Pointing records
+++++

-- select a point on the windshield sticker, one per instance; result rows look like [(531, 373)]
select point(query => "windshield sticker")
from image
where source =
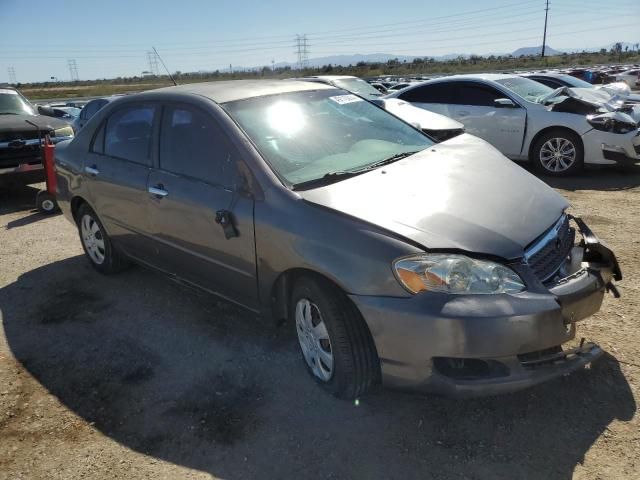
[(343, 99)]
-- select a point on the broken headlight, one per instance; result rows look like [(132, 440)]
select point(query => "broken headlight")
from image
[(612, 122), (457, 274)]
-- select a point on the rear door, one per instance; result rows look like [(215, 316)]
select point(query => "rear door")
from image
[(191, 186), (504, 128), (116, 170)]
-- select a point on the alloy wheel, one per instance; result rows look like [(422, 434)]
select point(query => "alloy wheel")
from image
[(314, 339), (557, 154), (92, 239)]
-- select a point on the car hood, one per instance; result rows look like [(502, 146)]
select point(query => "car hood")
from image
[(18, 123), (588, 101), (462, 194), (419, 117)]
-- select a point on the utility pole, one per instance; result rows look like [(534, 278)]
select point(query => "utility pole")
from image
[(12, 75), (544, 37), (302, 51), (73, 69), (152, 58)]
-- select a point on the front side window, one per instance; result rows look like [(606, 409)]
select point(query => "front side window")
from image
[(192, 144), (476, 95), (526, 88), (357, 85), (12, 103), (128, 134), (434, 93), (305, 136)]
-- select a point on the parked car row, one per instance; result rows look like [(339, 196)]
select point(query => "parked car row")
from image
[(397, 259), (22, 129)]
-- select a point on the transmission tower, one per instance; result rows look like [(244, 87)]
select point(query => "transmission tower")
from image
[(302, 51), (152, 57), (73, 70)]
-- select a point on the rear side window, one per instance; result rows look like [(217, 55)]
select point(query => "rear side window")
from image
[(128, 134), (435, 93), (192, 144), (476, 95)]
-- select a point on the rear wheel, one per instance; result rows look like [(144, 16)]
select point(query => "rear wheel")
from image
[(335, 342), (96, 243), (558, 153)]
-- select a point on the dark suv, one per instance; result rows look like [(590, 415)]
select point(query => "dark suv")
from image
[(21, 131)]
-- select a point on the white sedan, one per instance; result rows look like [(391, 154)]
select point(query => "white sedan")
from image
[(528, 121), (630, 77)]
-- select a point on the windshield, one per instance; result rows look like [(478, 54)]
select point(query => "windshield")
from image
[(357, 85), (575, 82), (305, 136), (12, 103), (526, 88)]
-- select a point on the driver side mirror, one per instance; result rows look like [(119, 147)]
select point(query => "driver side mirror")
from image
[(504, 103), (48, 111)]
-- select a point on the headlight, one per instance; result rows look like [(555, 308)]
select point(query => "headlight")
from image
[(63, 132), (611, 123), (457, 274)]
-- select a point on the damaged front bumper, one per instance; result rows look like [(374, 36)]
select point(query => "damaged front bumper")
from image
[(476, 345), (609, 148)]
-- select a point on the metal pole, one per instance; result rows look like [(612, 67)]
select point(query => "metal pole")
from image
[(544, 37)]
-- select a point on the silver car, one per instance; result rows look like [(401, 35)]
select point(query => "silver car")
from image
[(428, 266)]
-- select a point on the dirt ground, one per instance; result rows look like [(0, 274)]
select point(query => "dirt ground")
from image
[(133, 376)]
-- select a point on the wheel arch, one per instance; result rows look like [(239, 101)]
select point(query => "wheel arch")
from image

+++++

Write out the records again, starting at the line with "-- select a point on the front" and ending at the line with "93), (305, 136)]". Switch every "front side window" to "passenger window" and leave everything else the same.

-- select a point on the passenger window, one per instance; result rows look like [(606, 409)]
select point(query => "passenger window")
from image
[(192, 144), (476, 95), (526, 88), (357, 85), (12, 103), (128, 134), (434, 93), (305, 136)]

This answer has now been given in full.